◆ **WHAT THE TASK REQUIRES**
Transcribe the material word for word, but without the images.

Stored data
# # #

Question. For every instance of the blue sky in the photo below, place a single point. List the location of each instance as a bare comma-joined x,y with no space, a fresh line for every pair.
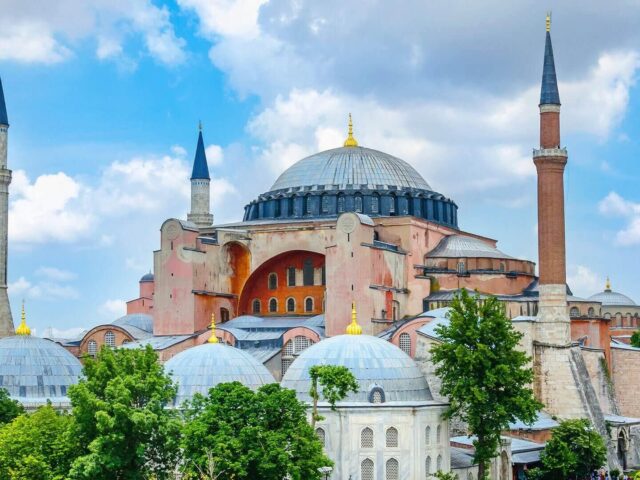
104,98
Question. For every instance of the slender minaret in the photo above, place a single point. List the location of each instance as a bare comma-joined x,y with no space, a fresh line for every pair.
200,187
6,320
550,161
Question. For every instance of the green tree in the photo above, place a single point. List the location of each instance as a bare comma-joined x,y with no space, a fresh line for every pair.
240,434
120,417
484,375
575,450
9,409
37,446
336,382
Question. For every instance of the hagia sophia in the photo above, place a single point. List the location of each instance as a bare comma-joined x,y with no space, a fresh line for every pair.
351,258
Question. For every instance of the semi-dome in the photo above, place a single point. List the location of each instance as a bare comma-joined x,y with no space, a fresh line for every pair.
198,369
380,368
351,179
36,370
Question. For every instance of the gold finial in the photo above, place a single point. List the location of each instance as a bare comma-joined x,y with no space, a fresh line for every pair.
548,21
23,329
350,141
354,328
213,338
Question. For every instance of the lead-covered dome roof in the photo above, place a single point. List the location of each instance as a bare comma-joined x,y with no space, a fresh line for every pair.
201,368
377,365
345,167
36,370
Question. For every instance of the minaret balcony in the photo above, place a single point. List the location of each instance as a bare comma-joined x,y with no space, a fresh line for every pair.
550,152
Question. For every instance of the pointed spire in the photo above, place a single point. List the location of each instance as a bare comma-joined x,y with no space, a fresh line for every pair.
23,329
200,167
350,141
549,94
4,120
213,338
354,328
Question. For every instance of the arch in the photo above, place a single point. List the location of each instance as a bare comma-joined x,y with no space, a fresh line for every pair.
308,304
110,339
291,305
273,305
92,348
392,469
366,438
405,343
255,306
366,469
391,437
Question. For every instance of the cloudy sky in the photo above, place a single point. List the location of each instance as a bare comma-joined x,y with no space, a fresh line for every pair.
104,98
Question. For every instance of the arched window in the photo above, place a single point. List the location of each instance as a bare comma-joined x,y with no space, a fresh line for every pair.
110,339
366,469
375,203
392,437
366,438
308,304
273,305
256,306
405,343
357,201
291,304
392,469
307,272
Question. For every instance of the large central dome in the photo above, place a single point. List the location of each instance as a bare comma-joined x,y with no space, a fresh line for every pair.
349,167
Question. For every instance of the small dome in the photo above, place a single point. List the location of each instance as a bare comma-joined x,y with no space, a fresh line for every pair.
351,166
148,277
609,297
36,370
201,368
377,365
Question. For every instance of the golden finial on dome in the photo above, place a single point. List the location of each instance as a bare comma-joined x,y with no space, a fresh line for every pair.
353,328
23,329
213,338
350,141
548,21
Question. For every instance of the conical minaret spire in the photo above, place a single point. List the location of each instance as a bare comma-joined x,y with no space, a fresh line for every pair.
6,320
200,186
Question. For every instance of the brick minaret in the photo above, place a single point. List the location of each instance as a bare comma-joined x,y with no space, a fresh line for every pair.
550,160
6,320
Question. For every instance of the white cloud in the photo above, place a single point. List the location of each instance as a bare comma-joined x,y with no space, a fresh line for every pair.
40,31
583,281
616,205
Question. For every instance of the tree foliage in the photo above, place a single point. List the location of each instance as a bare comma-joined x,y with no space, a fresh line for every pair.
37,446
9,408
336,382
240,434
121,421
575,450
484,375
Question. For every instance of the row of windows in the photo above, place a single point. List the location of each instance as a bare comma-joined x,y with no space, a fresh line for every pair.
290,303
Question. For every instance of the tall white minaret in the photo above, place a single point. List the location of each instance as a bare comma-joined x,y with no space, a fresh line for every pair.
200,190
6,320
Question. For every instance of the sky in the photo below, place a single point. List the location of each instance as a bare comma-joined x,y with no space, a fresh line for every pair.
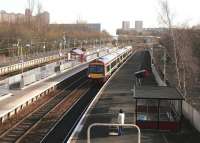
110,13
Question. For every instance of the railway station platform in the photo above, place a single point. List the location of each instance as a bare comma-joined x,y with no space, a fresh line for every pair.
118,94
21,98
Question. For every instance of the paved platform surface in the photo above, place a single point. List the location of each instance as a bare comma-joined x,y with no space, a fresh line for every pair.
21,96
118,95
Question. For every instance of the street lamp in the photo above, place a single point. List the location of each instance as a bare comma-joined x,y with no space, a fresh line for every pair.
164,61
44,47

# # #

◆ **RESPONSE**
Question. For every instance of the blue sky in the photo below, place a single point. List the location of each instance as a bare comma-joined x,y with no space, a fresh line for every pair.
104,98
Question. For every instance of the slender minaret in the photo above, place a single point. List the location of each instance as a bare comma-joined x,y with no space, a fresh line for every pair.
200,187
6,320
550,161
Question. For every instance of the green tree in the photo above, place a single point. List the location of each instance as a bare comma-joined x,y with no space, a fresh line for every pair.
240,434
120,417
484,375
575,450
9,409
37,446
336,382
Question. For every instance of the hagia sophia in the photo above, place a single point. List the location of each instance as a bare comma-joined x,y with no space, a fresh line for every pair.
351,258
Question. For every instance of the semi-dome in the photo above, place a single point. List the location of each instance as a bare comma-joined x,y with no space, a fresh line for every pair.
198,369
380,368
351,179
36,370
Question. For every instance of the gold finial in the photo above, place a single point. List the location of each instance as a bare comma-joined x,y with no space, a fresh line for every pair.
548,21
23,329
350,141
354,328
213,338
Question. For every instance of the lead-covered dome roof in the photo above, place a single point. List the location of each instance as a bare comma-joined x,y with no space, a fresh line for every pair.
201,368
377,365
345,167
36,370
Question. For every instance of the minaret balcony in the photo above, place a single point. List the location of each instance as a bare comma-joined x,y with no space, a fresh line for every pair.
550,152
Question. For every instance of the pointed spire in the photo above, place a single point. List the location of each instance as a bare comma-joined x,y with no space, a fresh line for every pair.
23,329
200,167
350,141
549,94
4,120
213,338
354,328
Question. For every instance of the arch in the photo above, place a single point. List the location of each instance as a bare comma-joined x,y with no space, a fresh line for every pair.
308,304
110,339
291,305
273,305
92,348
392,469
366,438
405,343
255,306
366,469
391,437
Question. For every instance of the cloudy sky in the photo above, place a single point. List the location of each instance as a bare comma-joined x,y with no space, a fresh line for every pair.
104,98
Question. For every instance of the arched window in the photo above, place a single point. List the location of each instance as a bare comma-joined x,y with no space, a fresh line for every pair.
110,339
366,469
375,203
392,437
366,438
308,304
273,305
256,306
405,343
357,201
291,304
392,469
307,272
Question. For every instance of the large central dome in the photo above, place a single point. List the location of each instance as a bare comma-joined x,y with no space, a fresh line for every pair.
349,167
Question. For every instance of the small dome in the photo above, place a single point. List the location of each instance as a bare comma-joined x,y with no space, a fresh line for every pair.
351,166
148,277
609,297
36,370
201,368
377,365
Question. For every instance of the golden finial on dome in the photo above, place a single point. List the location of each instance as a bare comma-joined x,y with no space, a fresh line for every pair.
353,328
23,329
213,338
350,141
548,21
Question. For every instance of the conical minaret spire in the photo above, place a single point. List the location of each instance as a bare comma-joined x,y with no space, a fresh line for every pair.
6,320
200,186
Question. For every instance of the brick minaret in the photo above, place a single point. List the location of each instance as a bare comma-joined x,y with no space, a fresh line for every pair.
550,160
6,320
Question. For every instance of the white cloud in the photo above, place a single point. List the location of each instance as a bare comma-joined x,y with no space, a fresh line for every pair.
40,31
583,281
616,205
Question. For every instance of the tree foliage in the photo above, place a single point. List the location of each instance as a bare comma-joined x,y with no space, a fresh line for every pair.
37,446
9,408
336,382
240,434
121,421
575,450
484,375
Question. For every instance of the row of windows in the photo above, place a single point. List the location of each instance as a bare comma-joined x,y with no space, a fresh line for every pair.
290,303
Question. For every instance of the tall white minaret in the photo above, place a single point. List the location of each instance as a bare comma-joined x,y with no space, a fresh line for every pair.
200,190
6,320
Question. For every instance of the sky in the photo below, place a single point. List the location of each instance as a bare comma-joined x,y with no space, a fresh line for every pair.
110,13
Question. For every instance of the railway station platform in the photo above, place a single point. List the location of each instance as a bare comma-joined x,y with no space, a fresh line for every pair.
118,94
21,98
Question. For every instance of the paved platform surface in the photo above, place a single point. List the location of each instance as a bare comma-joined x,y with no space, a fresh line for every pair.
21,96
118,95
Question. For every instance of the street lamp in the photo above, place a single point. List the location of each instance as a bare comma-joined x,y with no space, a fresh line for every pair.
164,61
44,47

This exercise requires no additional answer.